| Die Aufgabe |
Führe den Text über das Straußenfedergeschäft von Oudtshoorn nach seinem letzten Satz weiter.

| Zitierter Abschnitt |

* * * *

Die Brücke zum weltweiten Straußenfederexport der Stadt Oudtshoorn aber schlug erst der Farmer und Tüftler Arthur Wingfield Douglas, der um 1860 seine Zeitgenossen mit einer epochalen Erfindung überraschte: dem Straußeneier-Inkubator. Dieser Apparat, ein mit Schubladen versehenes und beheizbares Möbelstück, dessen Urmodell einem altertümlichen Sideboard glich, ermöglichte eine bis dahin ungeahnte Ausweitung der Straußenzucht und den Aufstieg Oudtshoorns zur wohlhabendsten Stadt am Kap. Eine Kaste der so genannter „Federbarone“ entstand, deren Angehörige sich herrschaftliche Villen errichten und mit jedem nur denkbaren Komfort ausstatten ließen. Wer wollte, konnte einige dieser Häuser in Oudtshoorn besuchen und im Angesicht von holzbeschlagenen Bibeln, kostbarem Porzellan und einer deprimierenden Menge von Kitsch und Nippes darüber nachgrübeln, wie aus den Federn eines dummen Vogels und der Eitelkeit der Menschen eine reiche Stadt entstehen konnte.
Doch nichts ist von Dauer in der Welt, schon gar nicht im unberechenbaren Reich der Mode. Ein Überangebot
qualitativ minderwertiger Straußenfedern ließ schon vor dem ersten Weltkrieg die Weltmarktpreise einbrechen. Mit dem Siegeszug des Automobils kam dann auch das praktische Aus für den raumgreifenden Federschmuck. Denn in den anfangs noch recht kleinen Fahrzeugkabinen waren überdimensionale Straußenfederhüte, meterlange Boas und voluminöse Stolen einfach fehl am Platz. Sie zerknautschen jämmerlich, und wenn man das Verdeck lüftete und im Cabrio durch die Gegend brauste, flogen sie einfach davon. Eine Zeitlang experimentierte man noch mit miniaturisierten Hüten und Boas, doch die Weltwirtschaftskrise Ende der zwanziger Jahre und der weltweite Zollprotektionismus machten dem Straußenfederngeschäft von Oudtshoorn endgültig den Garaus.

* * * *

Auszüge aus einem Erkennungsdatensatz:

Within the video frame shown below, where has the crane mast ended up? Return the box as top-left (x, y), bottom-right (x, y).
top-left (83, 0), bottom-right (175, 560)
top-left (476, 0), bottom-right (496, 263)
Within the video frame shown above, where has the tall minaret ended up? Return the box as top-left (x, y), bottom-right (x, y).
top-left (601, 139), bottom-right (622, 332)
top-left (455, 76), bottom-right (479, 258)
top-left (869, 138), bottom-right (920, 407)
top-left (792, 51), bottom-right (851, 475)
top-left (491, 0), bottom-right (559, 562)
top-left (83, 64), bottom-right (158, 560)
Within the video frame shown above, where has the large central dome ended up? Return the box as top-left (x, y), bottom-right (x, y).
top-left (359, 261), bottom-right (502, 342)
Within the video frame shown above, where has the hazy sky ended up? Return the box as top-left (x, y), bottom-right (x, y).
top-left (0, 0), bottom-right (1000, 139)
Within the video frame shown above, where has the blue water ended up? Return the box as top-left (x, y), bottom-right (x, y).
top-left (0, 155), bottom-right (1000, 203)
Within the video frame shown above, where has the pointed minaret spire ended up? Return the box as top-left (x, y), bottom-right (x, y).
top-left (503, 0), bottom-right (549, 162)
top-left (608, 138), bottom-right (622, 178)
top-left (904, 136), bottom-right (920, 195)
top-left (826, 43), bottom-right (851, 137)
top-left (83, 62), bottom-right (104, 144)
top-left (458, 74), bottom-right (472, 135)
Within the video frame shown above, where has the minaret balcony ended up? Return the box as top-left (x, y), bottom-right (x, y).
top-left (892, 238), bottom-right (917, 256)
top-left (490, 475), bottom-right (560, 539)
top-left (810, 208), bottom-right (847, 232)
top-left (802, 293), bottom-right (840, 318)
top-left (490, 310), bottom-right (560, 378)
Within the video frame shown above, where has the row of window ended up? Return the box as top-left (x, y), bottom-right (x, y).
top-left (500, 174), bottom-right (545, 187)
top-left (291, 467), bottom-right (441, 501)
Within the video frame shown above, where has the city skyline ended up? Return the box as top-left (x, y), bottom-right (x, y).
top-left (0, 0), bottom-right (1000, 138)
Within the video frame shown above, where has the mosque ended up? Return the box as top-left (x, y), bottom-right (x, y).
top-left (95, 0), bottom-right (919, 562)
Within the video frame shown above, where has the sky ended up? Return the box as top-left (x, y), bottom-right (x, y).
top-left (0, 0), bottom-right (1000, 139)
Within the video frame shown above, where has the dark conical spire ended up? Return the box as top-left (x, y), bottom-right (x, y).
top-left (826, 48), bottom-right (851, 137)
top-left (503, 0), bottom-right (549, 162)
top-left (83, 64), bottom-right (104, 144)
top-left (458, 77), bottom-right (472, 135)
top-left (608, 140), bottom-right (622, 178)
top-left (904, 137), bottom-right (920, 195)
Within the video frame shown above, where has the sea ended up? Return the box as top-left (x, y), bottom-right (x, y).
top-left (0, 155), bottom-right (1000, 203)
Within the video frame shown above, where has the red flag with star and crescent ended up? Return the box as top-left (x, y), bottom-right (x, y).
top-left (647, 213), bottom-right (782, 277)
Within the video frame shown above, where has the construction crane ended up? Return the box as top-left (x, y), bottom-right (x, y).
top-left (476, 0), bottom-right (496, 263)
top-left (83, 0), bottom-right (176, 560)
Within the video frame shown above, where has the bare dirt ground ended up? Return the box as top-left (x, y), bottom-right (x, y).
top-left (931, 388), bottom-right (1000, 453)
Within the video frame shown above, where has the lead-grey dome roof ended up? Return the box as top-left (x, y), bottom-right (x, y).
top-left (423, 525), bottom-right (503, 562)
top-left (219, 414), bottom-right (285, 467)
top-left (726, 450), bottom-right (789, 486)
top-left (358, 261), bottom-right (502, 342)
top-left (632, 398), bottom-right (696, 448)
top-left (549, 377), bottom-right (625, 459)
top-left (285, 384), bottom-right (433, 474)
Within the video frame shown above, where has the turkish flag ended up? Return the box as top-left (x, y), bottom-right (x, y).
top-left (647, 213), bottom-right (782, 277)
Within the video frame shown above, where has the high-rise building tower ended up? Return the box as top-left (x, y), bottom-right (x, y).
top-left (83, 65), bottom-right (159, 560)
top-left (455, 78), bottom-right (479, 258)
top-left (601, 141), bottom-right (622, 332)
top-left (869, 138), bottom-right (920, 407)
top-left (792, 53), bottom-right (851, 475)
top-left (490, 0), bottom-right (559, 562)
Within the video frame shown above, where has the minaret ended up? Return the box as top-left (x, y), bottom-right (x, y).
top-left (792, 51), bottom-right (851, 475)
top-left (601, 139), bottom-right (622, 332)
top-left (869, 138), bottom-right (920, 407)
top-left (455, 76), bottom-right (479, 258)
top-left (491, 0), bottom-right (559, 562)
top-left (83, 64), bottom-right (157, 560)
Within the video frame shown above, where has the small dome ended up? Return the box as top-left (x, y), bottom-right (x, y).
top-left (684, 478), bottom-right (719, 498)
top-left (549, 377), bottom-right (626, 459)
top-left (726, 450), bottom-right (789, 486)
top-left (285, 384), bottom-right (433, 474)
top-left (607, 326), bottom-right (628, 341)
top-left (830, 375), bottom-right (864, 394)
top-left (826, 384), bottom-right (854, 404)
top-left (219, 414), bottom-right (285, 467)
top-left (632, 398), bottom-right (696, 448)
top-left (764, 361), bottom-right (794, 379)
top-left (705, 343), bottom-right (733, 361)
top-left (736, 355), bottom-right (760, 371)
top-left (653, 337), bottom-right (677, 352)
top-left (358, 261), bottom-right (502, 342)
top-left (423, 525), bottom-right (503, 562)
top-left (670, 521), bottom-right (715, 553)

* * * *

| Übungsergebnis |
Doch die Stadt hatte Glück, denn der Strauß erlebte nach dem Zweiten Weltkrieg eine wundersame Renaissance - diesmal nicht als Feder-, sondern als Fleischlieferant. Das Straußensteak avancierte zum festen Bestandteil einer nahrhaften und mitunter sogar raffinierten Küche, die sich zuerst im Süden Afrikas und schließlich auch in Übersee durchsetzte. Mit diesem Wandel vom Federschmuck zum Steak war das Verwertungspotenzial des Vogels aber immer noch nicht ausgereizt. Fast alle Farmen rund um Oudtshoorn boten inzwischen Führungen an, die wissensdurstige Besucher über die Feinheiten der Straußenzucht informierten.
Ein agiler Schwarzafrikaner, der im Blaumann auftrat und sich als Bill vorstellte, führte unsere Gruppe über eine Straußenfarm, erläuterte Größe, Bewirtschaftung und Klimaverhältnisse und zeigte uns die großen Inkubatoren, in deren Fächern Hunderte von Straußeneiern bebrütet wurden. Nach nur sechs Wochen Bebrütung sei es dann soweit, die Straußenbabys krochen aus dem Ei, und wuchsen in separaten Gehegen auf. Allgemeines Erstaunen machte sich breit, als wir zu einem solchen Gehege geführt wurden und wenige Tage alte Straußenbabys erblickten, an denen noch nichts auf ihre spätere Größe hindeutete. Ich notierte: Der Baby-Strauß gleicht einer Ente. Sein Hals wächst erst später. War der Hals erst mal gewachsen und hatten die Strauße ihre stattliche Normalgröße erreicht, war ihr Leben aber auch schon zu Ende, berichtete Bill, denn schon im Alter von vierzehn Monaten würden die Tiere geschlachtet. Für die Straußensteak-Herstellung käme nur der unter den Federn verborgene Oberschenkel in Frage, fügte er hinzu. Die Haut wiederum werde zu Leder für Schuhe und Jacken gegerbt, von denen man sich einige im Souvenirshop der Farm ansehe könne.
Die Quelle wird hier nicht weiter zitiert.